> [INSTRUCTION]
Please copy the blog post text starting at the words "Saturday, April 14, 2007" and stopping after "earthbound that way.", changing "earthbound" to "grounded".

··· EXCERPTED TEXT ···

Saturday, April 14, 2007

"Special experiences"

Now trust me, astral projection has not been a significant part of this young life of mine. I don’t aspire to it, mostly can’t even make sense of it. I tend to be fairly earthbound that way.

I had a girlfriend, Nancy, a long time ago, who claimed to have astral projected on a regular basis. This didn’t really stand out to me, because it was one of her many flights into flakedom. And for some reason, the whole picture left me finding her fascinating, even while I found some of her avocations puzzling at best.

But I have, over the years, had at least two experiences which I have never been able to explain and which I’m sure would prompt Nancy to squeal with delight, “You-u projected, nanyananyananya…”

The first of these inexplicable experiences happened at a large choral performance of Handel’s Messiah. I like this piece well enough – maybe, I don’t know, because I haven’t heard it tooo many times, especially back then. And naturally, I like the Halleluiah Chorus. And I’m sure that, on this particular occasion, having just heard that Chorus had left me very stimulated – with, perhaps, all my nerve endings more alive.

I had not heard the piece often enough to anticipate what musically came next – a very beautiful soprano solo. Well, somewhere into that solo, as I was sitting next to my friend Linda (not an astral projectionist), that soprano hit a very high note – and I shattered.

There was no question for me, in that moment, that all the atoms in my body had separated and had filled every corner of that concert hall. The experience was obviously quite new to me, and so a little scary – but more amazing and for some reason wonderful. “Liberating” doesn’t quite capture it, “spiritual” doesn’t connote the amazing energy. “Mind-blowing” is trite, but comes closer. I definitely wanted to prolong the experience as long as possible. I somehow knew that it would momentarily end (I’m sure this was a lot of why it was not just plain terrifying) and I didn’t want it to end. I tried to sit very, very still, so that my energy would not be sucked back into my body, sitting there relatively vacated. But all these shattered, exploded atoms did go back into my body, not with a sudden “whoosh”, but kind of progressively over maybe a minute.

··· DATASET ···

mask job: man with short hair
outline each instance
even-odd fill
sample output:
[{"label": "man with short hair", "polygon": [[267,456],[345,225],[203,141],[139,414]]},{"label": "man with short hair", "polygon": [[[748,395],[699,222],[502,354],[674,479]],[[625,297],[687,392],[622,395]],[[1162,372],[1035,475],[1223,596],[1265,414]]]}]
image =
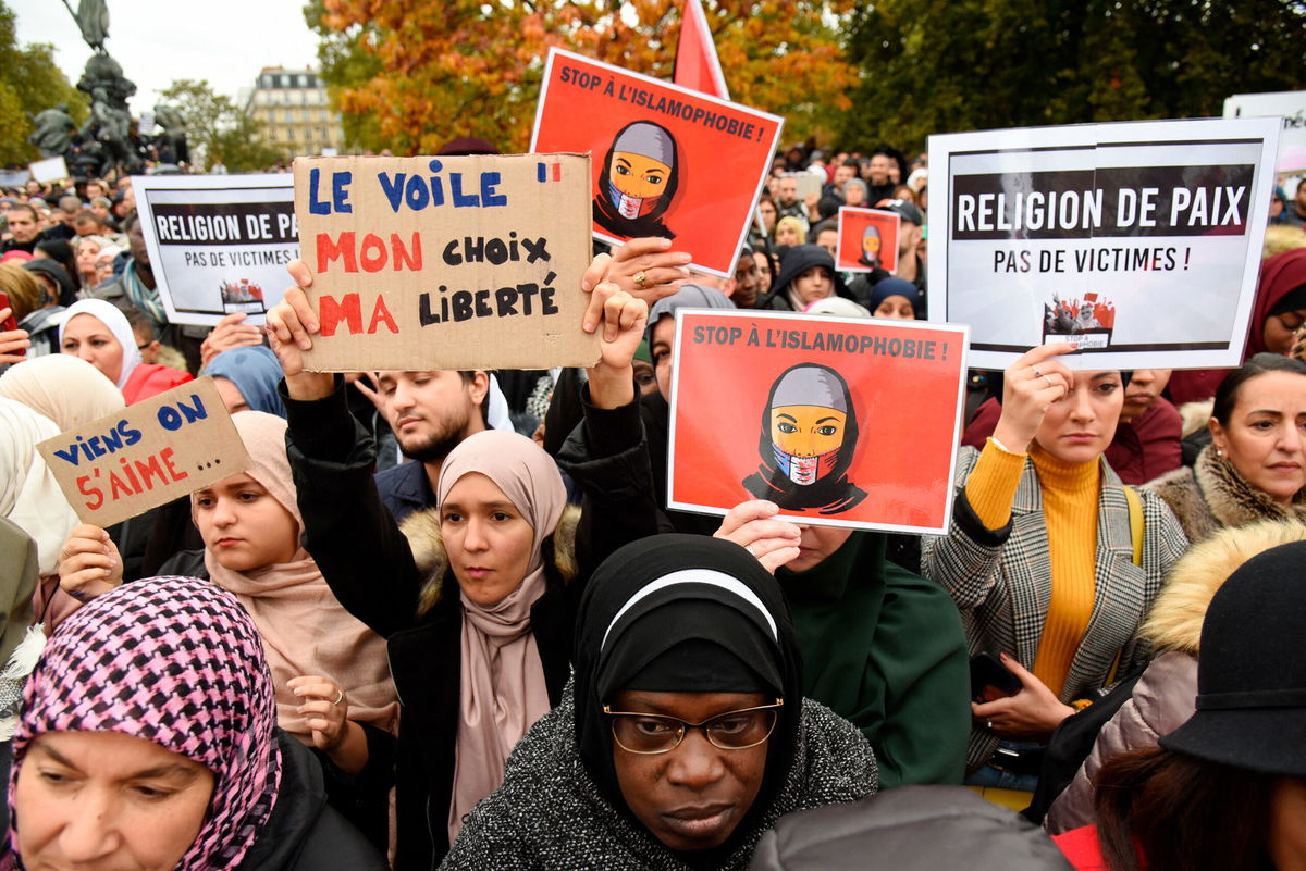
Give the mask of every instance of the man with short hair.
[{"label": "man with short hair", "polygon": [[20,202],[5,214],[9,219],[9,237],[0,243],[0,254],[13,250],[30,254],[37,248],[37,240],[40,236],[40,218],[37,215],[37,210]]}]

···
··· DATASET ···

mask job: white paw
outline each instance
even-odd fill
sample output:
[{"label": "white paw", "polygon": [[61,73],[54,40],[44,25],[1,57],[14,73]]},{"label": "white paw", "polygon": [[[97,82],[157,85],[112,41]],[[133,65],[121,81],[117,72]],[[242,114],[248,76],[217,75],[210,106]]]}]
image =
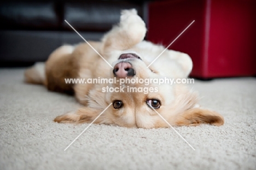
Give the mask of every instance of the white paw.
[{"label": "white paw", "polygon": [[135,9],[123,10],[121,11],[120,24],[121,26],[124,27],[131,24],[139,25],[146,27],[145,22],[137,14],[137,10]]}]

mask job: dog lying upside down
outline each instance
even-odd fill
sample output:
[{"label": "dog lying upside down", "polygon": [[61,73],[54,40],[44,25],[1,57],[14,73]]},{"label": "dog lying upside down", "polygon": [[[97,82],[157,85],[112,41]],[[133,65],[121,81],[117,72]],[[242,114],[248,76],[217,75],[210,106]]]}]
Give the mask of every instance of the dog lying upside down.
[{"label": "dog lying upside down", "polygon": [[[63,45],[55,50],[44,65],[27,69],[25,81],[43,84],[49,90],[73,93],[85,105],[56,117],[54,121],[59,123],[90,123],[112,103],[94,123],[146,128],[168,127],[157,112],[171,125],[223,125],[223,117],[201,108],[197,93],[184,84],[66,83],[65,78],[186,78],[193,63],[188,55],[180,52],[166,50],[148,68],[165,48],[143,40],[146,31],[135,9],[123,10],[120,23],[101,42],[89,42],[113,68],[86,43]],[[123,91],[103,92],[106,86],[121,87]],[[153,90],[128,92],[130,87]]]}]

···

> [FULL SOLUTION]
Saturday, April 14, 2007

"Special experiences"

Now trust me, astral projection has not been a significant part of this young life of mine. I don’t aspire to it, mostly can’t even make sense of it. I tend to be fairly grounded that way.